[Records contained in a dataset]
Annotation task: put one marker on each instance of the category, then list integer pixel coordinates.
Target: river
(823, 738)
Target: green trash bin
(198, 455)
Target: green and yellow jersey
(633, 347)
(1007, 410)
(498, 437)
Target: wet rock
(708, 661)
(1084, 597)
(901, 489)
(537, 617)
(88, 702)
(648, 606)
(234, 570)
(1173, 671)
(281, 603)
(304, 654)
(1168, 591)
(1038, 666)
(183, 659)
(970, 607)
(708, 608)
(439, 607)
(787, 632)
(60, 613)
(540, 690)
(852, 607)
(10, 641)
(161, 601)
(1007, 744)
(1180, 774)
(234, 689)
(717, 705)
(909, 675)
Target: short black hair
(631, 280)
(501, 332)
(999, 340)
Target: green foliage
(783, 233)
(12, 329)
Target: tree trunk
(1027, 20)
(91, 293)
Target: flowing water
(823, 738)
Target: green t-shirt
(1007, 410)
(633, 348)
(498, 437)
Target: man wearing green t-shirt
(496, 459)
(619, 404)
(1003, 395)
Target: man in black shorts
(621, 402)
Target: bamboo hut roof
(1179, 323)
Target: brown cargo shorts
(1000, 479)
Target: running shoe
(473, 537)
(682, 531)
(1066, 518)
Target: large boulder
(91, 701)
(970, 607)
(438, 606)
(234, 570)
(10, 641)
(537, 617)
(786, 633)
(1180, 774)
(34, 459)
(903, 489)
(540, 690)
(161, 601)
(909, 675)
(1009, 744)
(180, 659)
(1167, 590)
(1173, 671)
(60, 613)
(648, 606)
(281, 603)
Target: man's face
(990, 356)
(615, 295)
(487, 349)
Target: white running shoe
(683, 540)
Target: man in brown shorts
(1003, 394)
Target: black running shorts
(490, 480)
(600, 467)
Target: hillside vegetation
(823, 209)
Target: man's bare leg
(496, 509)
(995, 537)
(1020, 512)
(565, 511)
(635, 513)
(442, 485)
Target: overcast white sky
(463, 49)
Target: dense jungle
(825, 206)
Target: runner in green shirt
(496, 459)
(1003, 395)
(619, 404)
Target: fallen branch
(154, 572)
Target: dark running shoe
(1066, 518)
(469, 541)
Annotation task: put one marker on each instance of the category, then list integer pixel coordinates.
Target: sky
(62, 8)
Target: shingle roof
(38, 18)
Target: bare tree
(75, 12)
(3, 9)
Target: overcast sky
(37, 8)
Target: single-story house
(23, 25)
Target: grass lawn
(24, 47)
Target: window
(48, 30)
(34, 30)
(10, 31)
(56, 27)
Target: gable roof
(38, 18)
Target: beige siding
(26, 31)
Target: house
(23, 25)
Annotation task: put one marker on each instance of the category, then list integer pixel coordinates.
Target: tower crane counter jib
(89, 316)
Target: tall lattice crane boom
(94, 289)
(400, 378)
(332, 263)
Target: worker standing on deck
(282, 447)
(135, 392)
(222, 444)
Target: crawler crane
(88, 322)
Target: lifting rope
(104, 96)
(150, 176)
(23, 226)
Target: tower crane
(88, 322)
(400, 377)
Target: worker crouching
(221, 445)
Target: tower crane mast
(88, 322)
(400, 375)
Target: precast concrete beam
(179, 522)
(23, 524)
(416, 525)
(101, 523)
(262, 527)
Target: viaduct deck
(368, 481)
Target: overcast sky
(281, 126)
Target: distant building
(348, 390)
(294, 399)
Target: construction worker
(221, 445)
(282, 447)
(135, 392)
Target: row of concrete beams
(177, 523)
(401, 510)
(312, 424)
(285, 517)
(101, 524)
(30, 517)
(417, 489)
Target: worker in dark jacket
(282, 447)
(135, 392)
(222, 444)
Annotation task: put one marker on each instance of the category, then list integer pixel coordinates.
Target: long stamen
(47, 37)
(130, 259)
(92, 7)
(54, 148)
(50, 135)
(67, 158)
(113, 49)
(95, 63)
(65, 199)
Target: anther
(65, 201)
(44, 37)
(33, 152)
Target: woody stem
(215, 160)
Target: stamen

Written task
Set down, word for word, only the lines running from the line with "Target: worker crouching" to the last line of the listing above. Both of those lines belong in your answer.

Result for this exercise
Target: worker crouching
(221, 445)
Target: tower crane mast
(88, 322)
(400, 375)
Target: precast concrete beam
(179, 522)
(23, 524)
(416, 525)
(101, 523)
(262, 527)
Target: viaduct deck
(368, 481)
Target: overcast sky
(281, 126)
Target: distant building
(348, 390)
(294, 399)
Target: construction worker
(221, 445)
(282, 447)
(135, 392)
Target: row of concrete beams
(177, 523)
(401, 510)
(312, 424)
(285, 517)
(101, 524)
(30, 517)
(417, 489)
Target: worker in dark jacket
(282, 447)
(135, 392)
(222, 444)
Annotation task: put one marker on each instance of the category, then list integer pixel coordinates.
Target: long stamen
(47, 37)
(130, 259)
(92, 7)
(54, 148)
(50, 135)
(67, 158)
(113, 49)
(95, 63)
(65, 199)
Target: anther
(65, 201)
(44, 37)
(33, 152)
Target: woody stem
(215, 160)
Target: stamen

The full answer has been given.